Task to complete: Continue the profile of Magdalena Zernicka-Goetz below from the point where it stops.

Extract:

[Start of Attachment]

Magdalena Zernicka-Goetz is Bren Professor of Biology and Biological Engineering at Caltech, Pasadena, USA and Professor of Mammalian Development and Stem Cells at the University of Cambridge. She will be giving the ESHG Award Lecture on Saturday June 10 at 14.15hrs.
Magdalena Zernicka-Goetz spent the first few years of her life living in a research institute. “My father was a neuroscientist in a Polish Academy of Sciences Institute in Warsaw. My family had lost everything, including their home, during the Second World War, so there was no money to buy an apartment. I grew up surrounded by people in white lab coats doing experiments.”
At that time she found her unusual living conditions to be totally normal, as she’d never known anything else. “I was brought up partly by my father’s colleagues and students, and even when we eventually moved into a normal apartment, we continued to have many scientists visit and stay with us. It might therefore have been expected for me to develop an interest in science, but in fact at first my passions were art and theatre. Art in the communist regime had a second meaning; it was a form of expressing freedom, a way to escape. Each of my paintings was conceived by an impact of the moment, to calm my heart, settle my imagination, and the stories just evolve while I am creating them. Many of our experiments evolve in the same way – not only through our logic, but also through intuition.”
“In my mind, science and art are not totally apart, one from the other. As a scientist you must always be precise, logical, but also vulnerable and so honest in order to design experiments, truly see unexpected results and respond to them. Vulnerability is where the truth lies, which is also critical for art,” she says. “I also spent a large part of my youth on the tennis court and in tennis competitions. It helped me to build resilience and ability to focus on the moment, as in tennis it is important to focus on each ball as it comes, rather than on planning to win the whole match. “
Her interest in science came much later. “It was a hard choice, but finally I decided to study biology and carry out my PhD work on early mammalian development. I embraced genetic approaches to understand how the embryo is built, to understand how it is possible to generate such a diversity of cell types starting from a single cell and within a very specific time window. This very beginning of our lives, the creation process per se, is what has always interested me most. “
After obtaining her PhD, Magdalena left Poland to become an EMBO post-doctoral fellow in the Wellcome Trust/Cancer Research UK Institute (now the Gurdon Institute) in Cambridge, where she started her own group in 1997 as a Senior Research Fellow of the Lister Institute and then a Senior Research Fellow of the Wellcome Trust. She became a Cambridge University professor in 2010. In 2019 she moved to establish her group at Caltech. “It was hard to leave Poland and my family and friends to start a new life in Britain, and now it is equally hard to leave Britain to start a new life in California, as I feel as British as I feel Polish by now. And it is Britain that invested in my development as a scientist. This is the main reason why I still have my lab in Cambridge too.”

[End of Attachment]

The data:
[Start of Attachment]

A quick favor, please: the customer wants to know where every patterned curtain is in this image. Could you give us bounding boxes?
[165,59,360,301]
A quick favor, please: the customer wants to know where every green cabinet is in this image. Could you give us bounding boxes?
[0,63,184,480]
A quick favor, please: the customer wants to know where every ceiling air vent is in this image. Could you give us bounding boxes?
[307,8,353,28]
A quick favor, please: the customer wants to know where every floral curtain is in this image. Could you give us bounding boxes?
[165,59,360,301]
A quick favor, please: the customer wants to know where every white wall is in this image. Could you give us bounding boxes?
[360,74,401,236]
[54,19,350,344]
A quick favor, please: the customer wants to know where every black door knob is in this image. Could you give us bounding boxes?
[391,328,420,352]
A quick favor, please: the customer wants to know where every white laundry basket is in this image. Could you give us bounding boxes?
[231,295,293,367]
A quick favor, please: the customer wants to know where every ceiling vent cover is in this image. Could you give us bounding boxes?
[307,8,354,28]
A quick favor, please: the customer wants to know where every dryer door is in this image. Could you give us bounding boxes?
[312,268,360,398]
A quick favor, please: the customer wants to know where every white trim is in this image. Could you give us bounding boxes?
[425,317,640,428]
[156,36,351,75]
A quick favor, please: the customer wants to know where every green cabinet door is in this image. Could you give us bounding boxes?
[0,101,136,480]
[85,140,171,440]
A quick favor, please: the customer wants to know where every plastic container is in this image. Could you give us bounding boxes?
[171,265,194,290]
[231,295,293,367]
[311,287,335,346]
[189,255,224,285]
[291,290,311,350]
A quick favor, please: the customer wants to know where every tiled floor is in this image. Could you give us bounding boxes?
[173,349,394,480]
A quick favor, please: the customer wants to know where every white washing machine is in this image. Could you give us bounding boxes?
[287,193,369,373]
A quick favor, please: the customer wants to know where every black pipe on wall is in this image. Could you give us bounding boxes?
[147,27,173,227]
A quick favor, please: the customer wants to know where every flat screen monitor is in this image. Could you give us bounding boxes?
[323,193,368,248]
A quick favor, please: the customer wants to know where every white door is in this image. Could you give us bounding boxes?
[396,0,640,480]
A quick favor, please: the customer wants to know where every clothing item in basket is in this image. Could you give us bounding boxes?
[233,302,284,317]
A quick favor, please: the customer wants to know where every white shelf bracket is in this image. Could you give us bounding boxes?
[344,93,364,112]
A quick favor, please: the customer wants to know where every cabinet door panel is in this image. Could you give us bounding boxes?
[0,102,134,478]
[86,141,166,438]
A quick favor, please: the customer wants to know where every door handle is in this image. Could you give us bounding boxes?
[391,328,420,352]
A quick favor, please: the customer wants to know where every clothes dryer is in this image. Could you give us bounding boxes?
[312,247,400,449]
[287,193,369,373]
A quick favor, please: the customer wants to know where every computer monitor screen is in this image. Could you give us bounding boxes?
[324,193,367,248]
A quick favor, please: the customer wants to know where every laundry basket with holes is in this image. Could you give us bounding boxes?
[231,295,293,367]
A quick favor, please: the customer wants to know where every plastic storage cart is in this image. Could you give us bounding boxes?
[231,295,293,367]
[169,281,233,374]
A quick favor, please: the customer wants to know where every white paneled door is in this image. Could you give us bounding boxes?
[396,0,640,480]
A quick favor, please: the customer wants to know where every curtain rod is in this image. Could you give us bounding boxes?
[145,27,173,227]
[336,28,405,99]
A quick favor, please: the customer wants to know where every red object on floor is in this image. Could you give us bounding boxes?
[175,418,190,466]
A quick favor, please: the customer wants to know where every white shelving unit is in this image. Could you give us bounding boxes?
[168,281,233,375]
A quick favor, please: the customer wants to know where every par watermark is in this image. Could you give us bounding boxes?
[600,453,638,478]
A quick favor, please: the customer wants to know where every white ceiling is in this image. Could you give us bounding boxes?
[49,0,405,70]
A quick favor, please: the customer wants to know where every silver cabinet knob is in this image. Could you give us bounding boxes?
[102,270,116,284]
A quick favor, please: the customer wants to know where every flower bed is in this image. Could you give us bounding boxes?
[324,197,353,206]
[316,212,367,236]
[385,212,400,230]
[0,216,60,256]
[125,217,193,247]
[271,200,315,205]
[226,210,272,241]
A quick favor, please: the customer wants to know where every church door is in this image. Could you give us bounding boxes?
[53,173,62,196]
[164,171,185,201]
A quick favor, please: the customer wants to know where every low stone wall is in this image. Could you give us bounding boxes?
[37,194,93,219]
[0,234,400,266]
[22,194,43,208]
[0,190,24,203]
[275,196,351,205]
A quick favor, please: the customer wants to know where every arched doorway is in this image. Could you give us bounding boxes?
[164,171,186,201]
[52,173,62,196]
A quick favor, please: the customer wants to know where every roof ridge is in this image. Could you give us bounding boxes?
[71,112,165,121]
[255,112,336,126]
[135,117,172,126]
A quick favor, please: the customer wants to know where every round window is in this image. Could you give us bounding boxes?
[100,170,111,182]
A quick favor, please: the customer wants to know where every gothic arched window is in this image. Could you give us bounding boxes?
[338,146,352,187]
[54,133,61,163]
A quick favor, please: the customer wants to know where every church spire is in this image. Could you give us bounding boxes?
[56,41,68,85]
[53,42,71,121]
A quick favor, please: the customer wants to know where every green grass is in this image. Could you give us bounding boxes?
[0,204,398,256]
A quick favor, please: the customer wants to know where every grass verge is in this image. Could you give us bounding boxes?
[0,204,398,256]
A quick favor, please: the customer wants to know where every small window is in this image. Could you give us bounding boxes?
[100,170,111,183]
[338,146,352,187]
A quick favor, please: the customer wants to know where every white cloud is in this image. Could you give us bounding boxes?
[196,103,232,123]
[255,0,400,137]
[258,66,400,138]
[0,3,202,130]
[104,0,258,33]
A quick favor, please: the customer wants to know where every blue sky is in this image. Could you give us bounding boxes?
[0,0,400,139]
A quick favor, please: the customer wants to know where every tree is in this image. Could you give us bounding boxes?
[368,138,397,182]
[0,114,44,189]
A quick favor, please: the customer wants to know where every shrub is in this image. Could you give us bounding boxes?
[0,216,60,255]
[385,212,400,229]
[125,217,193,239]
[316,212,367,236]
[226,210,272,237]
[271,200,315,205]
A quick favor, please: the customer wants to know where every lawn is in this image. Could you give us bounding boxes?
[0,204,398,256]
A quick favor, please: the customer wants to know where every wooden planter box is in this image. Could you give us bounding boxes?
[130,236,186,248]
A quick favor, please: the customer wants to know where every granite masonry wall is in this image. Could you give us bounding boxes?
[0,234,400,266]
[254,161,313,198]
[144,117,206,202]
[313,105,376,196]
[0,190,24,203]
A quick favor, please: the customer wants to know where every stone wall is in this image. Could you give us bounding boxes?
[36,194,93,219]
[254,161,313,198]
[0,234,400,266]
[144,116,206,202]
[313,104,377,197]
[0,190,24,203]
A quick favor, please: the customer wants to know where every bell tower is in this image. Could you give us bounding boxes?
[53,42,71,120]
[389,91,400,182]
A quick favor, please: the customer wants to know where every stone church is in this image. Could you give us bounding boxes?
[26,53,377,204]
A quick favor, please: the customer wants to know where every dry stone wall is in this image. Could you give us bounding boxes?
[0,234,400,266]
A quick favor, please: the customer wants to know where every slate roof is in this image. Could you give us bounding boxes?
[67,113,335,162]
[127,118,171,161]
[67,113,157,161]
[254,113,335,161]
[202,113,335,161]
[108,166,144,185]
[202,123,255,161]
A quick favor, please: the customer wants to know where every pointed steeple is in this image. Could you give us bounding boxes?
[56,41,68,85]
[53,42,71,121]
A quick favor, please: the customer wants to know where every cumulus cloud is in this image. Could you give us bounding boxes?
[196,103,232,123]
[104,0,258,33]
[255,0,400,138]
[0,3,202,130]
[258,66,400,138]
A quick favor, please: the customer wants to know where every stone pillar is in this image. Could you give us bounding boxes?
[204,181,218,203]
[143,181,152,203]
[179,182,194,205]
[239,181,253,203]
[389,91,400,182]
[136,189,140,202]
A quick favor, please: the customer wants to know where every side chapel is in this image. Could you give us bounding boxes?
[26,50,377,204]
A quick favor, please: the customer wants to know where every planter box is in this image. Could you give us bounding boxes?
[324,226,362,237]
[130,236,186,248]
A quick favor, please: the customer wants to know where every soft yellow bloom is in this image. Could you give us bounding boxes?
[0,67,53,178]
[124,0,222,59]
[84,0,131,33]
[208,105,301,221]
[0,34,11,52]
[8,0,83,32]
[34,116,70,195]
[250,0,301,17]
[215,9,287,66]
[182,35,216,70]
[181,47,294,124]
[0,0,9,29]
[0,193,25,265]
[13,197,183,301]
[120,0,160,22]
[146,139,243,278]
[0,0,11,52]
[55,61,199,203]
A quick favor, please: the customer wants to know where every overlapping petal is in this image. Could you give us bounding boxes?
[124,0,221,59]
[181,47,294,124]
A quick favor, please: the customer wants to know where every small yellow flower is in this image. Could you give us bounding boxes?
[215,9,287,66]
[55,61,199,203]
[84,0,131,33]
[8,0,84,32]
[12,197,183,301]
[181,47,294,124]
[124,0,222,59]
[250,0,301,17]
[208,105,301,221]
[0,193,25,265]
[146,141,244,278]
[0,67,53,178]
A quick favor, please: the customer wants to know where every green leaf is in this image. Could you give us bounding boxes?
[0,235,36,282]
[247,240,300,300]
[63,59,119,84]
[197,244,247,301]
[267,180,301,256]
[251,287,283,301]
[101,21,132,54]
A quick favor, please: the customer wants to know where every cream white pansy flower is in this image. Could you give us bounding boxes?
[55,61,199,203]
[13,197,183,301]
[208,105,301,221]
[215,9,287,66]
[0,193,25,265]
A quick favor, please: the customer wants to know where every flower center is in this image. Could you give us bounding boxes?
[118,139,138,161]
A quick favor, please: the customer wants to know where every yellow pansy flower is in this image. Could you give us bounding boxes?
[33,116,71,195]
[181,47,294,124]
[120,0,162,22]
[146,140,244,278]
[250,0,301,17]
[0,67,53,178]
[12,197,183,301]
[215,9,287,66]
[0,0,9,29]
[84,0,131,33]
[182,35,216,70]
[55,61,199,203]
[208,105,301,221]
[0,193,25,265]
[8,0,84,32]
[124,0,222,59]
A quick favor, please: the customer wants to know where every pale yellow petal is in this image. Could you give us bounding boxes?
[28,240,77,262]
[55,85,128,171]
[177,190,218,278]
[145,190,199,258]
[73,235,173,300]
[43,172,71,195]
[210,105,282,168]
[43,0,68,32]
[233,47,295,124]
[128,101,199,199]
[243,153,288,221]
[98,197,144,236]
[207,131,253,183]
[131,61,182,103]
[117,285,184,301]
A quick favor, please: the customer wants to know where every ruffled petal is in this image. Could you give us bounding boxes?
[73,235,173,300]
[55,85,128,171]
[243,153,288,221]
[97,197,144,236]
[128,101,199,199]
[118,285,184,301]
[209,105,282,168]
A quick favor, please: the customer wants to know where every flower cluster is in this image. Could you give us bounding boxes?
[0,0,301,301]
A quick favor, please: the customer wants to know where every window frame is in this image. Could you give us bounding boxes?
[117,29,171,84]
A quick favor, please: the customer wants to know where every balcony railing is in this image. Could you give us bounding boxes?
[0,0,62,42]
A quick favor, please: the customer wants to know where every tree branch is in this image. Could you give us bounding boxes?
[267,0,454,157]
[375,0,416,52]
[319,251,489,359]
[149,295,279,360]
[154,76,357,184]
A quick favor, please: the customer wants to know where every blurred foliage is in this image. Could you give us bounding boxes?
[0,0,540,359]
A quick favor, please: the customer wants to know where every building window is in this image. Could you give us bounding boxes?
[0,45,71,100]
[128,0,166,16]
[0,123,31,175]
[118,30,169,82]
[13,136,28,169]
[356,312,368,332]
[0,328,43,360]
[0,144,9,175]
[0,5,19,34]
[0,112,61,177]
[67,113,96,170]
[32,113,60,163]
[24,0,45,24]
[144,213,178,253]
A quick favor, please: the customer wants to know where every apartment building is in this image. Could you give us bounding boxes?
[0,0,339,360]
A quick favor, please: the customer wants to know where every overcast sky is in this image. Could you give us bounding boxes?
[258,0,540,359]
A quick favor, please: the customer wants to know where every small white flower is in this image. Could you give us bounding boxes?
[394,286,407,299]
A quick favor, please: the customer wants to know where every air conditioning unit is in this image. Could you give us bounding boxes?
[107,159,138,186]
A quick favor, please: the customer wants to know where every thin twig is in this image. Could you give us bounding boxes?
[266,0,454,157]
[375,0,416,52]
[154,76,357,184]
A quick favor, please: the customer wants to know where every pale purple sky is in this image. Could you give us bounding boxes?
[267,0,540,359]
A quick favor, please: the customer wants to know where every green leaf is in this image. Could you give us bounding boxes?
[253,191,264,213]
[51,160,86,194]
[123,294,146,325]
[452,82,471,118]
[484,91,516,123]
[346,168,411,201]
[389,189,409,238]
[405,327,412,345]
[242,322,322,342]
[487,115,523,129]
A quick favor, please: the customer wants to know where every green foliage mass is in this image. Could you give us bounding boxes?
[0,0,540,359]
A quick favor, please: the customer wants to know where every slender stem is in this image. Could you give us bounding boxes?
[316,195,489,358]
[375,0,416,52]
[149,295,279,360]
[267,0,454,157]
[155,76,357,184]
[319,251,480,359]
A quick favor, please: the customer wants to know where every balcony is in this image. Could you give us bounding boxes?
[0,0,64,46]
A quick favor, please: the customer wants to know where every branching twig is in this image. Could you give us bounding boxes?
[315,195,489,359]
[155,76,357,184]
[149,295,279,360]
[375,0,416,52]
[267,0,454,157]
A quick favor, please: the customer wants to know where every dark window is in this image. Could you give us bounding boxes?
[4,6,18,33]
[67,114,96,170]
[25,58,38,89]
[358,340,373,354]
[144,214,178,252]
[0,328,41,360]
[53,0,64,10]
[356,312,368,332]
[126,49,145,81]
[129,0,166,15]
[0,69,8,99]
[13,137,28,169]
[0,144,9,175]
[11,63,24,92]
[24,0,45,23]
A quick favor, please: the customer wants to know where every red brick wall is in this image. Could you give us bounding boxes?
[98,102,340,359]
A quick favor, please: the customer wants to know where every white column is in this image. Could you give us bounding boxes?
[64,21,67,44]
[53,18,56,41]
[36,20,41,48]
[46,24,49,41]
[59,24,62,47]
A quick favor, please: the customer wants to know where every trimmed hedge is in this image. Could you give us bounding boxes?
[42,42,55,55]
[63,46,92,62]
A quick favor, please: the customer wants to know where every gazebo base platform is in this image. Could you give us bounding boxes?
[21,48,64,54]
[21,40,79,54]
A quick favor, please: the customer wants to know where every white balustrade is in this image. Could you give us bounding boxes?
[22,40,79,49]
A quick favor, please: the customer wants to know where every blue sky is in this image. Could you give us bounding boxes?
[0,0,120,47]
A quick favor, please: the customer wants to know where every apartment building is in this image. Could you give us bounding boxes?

[End of Attachment]

Output below:
She is often asked how she manages to be daring and pioneering in new directions and still remain so productive, even now whilst managing labs on two different continents with an eight-hour time difference. “I feel most excited when we try to break into a new world for the first time, and we enter places that we don’t understand and where we can’t predict the outcome. There is fear, but also excitement. My parents, teachers, and, indeed, my husband say that I behave as if I have fire in the belly; I have an incredible drive to explore; to take risks and look deeper, and facing something I can’t understand can be exhausting for me and sometimes for others around me. It could be a combination of my Polish and Jewish roots and difficult upbringing, that drives me to think about my life as an unusual gift granted for a limited time.”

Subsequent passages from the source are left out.